REQUEST:
Please write out the lines from the start through the line containing "positive clicks: (513, 143)", swapping "rough mask" for "coarse mask" and leaving everything else unchanged. Omit the pictures from your answer.
########
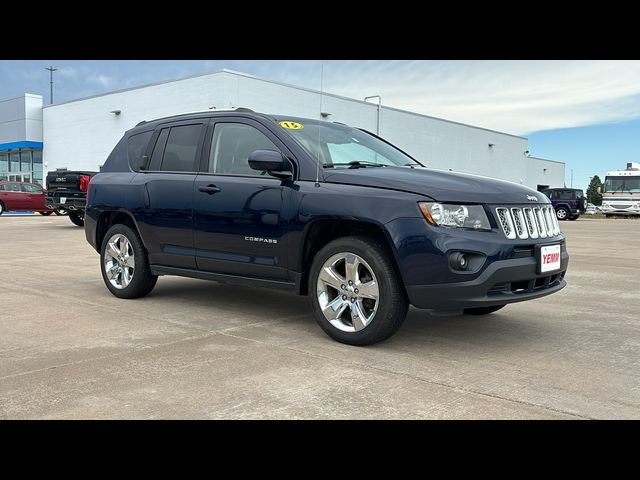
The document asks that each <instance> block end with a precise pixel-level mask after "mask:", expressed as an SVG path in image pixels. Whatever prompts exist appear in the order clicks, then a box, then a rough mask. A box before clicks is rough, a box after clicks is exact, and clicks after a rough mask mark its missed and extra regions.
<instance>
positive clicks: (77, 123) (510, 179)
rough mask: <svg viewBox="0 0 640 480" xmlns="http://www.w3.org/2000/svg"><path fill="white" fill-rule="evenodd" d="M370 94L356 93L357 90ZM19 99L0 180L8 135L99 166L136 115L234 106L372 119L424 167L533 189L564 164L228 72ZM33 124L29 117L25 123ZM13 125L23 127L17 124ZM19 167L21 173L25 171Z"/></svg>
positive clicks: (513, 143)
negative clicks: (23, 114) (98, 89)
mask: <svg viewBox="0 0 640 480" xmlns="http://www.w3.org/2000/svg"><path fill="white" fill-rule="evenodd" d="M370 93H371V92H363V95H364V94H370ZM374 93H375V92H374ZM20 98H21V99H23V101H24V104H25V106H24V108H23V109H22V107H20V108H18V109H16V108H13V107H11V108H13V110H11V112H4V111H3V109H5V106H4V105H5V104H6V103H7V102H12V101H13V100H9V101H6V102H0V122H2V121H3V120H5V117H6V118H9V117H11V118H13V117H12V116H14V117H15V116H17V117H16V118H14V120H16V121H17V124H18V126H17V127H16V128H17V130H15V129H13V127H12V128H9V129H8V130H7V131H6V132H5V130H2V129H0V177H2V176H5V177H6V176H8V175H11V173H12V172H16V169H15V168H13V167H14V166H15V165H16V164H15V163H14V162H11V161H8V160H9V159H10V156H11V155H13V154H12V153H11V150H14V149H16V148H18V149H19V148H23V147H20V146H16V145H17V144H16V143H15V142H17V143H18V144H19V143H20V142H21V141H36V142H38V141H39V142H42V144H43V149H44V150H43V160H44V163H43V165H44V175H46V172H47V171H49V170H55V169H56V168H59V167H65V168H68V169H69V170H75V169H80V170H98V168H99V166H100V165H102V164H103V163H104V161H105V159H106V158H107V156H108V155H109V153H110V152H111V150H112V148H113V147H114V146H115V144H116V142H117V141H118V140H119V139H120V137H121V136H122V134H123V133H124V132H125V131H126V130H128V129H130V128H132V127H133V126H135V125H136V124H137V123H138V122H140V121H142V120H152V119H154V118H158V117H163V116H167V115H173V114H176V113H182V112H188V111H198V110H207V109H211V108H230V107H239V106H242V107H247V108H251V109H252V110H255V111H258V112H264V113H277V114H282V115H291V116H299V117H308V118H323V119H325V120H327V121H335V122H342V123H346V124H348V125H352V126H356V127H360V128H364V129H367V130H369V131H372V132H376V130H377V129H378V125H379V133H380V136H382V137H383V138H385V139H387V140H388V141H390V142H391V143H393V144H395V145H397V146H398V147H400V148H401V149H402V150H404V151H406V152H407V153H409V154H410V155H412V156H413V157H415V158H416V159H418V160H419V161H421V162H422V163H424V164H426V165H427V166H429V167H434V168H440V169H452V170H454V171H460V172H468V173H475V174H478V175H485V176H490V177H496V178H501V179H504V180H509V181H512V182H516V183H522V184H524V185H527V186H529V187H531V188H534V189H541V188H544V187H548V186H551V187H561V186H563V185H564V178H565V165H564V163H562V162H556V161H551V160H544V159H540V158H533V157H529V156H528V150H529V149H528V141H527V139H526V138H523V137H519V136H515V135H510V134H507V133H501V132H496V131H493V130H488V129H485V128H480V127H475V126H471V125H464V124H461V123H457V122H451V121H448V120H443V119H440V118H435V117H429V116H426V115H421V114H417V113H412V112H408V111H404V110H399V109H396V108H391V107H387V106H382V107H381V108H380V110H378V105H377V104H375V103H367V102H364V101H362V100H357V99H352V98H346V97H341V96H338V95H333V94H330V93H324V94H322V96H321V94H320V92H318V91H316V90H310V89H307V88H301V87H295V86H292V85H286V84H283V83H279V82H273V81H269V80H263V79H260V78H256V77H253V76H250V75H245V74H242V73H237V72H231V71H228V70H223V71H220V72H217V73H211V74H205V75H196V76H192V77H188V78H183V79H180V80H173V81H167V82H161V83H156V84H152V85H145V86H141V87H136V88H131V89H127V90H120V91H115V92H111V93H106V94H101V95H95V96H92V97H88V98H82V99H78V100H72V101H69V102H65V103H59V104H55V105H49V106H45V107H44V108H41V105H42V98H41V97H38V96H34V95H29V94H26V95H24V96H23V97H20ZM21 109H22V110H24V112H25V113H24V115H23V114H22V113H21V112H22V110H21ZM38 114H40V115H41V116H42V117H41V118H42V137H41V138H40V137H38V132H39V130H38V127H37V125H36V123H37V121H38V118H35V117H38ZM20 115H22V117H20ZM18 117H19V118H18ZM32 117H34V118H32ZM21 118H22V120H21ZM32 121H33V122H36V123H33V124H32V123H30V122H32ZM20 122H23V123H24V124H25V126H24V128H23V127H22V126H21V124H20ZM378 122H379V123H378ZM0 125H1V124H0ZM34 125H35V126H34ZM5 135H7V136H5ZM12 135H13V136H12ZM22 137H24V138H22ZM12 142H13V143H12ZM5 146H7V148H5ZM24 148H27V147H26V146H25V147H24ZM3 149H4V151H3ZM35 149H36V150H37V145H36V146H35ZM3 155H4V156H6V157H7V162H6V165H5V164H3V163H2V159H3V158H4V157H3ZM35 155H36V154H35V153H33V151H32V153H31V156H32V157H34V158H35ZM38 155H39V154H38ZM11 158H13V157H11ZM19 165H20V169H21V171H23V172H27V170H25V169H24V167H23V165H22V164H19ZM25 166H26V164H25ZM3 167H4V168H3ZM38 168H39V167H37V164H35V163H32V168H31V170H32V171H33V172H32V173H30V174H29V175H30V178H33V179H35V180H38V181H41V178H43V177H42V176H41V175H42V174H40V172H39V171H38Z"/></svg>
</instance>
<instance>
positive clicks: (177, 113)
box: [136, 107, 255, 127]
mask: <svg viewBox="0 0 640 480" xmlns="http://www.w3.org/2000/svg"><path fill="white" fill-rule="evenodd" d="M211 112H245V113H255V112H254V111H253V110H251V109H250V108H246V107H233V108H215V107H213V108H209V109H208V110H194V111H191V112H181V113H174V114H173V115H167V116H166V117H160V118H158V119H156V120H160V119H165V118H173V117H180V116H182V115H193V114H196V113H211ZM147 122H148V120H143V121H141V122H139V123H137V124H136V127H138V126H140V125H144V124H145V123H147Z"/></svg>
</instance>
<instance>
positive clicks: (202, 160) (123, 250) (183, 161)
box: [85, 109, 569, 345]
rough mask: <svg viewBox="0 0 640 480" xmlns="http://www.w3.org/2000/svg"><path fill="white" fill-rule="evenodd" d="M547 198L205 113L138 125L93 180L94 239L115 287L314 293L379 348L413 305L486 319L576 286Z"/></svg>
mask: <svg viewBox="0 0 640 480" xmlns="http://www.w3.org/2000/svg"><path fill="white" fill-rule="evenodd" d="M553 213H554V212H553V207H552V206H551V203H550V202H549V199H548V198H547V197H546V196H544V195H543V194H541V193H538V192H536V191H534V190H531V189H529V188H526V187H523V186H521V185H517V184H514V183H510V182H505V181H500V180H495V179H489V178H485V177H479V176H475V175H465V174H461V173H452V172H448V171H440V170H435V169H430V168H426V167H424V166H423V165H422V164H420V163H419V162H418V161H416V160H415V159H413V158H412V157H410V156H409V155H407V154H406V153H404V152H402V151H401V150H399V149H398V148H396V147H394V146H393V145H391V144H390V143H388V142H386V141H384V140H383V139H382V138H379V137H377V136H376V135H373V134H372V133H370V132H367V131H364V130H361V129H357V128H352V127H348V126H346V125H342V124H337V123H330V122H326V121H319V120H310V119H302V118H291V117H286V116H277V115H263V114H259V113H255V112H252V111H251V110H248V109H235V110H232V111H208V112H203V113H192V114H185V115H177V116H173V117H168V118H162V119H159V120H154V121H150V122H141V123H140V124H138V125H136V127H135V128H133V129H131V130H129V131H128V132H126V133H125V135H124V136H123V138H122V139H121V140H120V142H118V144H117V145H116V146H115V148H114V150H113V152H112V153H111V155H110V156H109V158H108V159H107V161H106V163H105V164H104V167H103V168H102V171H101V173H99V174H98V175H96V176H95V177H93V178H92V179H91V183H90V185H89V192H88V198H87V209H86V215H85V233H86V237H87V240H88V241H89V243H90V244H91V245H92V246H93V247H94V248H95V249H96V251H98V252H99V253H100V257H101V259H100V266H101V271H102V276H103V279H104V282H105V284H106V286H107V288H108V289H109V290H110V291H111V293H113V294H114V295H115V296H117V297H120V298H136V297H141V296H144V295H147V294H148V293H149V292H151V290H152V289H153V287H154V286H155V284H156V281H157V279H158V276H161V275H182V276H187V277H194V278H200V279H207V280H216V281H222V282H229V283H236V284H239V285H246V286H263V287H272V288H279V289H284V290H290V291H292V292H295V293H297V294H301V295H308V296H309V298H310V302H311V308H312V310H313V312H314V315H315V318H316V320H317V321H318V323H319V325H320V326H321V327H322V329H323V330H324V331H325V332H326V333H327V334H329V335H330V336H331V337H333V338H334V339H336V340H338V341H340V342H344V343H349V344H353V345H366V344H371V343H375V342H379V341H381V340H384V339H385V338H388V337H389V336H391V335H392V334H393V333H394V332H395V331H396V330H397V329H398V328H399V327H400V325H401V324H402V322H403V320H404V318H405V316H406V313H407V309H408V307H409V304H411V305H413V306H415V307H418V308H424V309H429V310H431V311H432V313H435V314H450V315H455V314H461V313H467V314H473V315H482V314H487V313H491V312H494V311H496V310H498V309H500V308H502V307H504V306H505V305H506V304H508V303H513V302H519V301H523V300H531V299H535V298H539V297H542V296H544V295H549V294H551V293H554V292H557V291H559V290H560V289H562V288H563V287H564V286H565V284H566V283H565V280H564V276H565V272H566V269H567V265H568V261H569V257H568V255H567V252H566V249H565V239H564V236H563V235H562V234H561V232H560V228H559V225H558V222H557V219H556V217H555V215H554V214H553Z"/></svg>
########
FINAL ANSWER:
The document asks that each <instance> block end with a precise pixel-level mask after "mask:", expressed as an SVG path in image pixels. Whatever prompts exist appear in the order clicks, then a box, then a coarse mask. A box before clicks is rough, a box after clicks is exact, and clicks after a coarse mask mark its missed and extra regions.
<instance>
positive clicks: (77, 123) (510, 179)
coarse mask: <svg viewBox="0 0 640 480" xmlns="http://www.w3.org/2000/svg"><path fill="white" fill-rule="evenodd" d="M370 94L356 93L357 90ZM19 99L0 180L8 135L99 166L136 115L234 106L372 119L424 167L533 189L564 164L228 72ZM33 124L29 117L25 123ZM13 125L23 127L17 124ZM19 167L21 173L25 171Z"/></svg>
positive clicks: (513, 143)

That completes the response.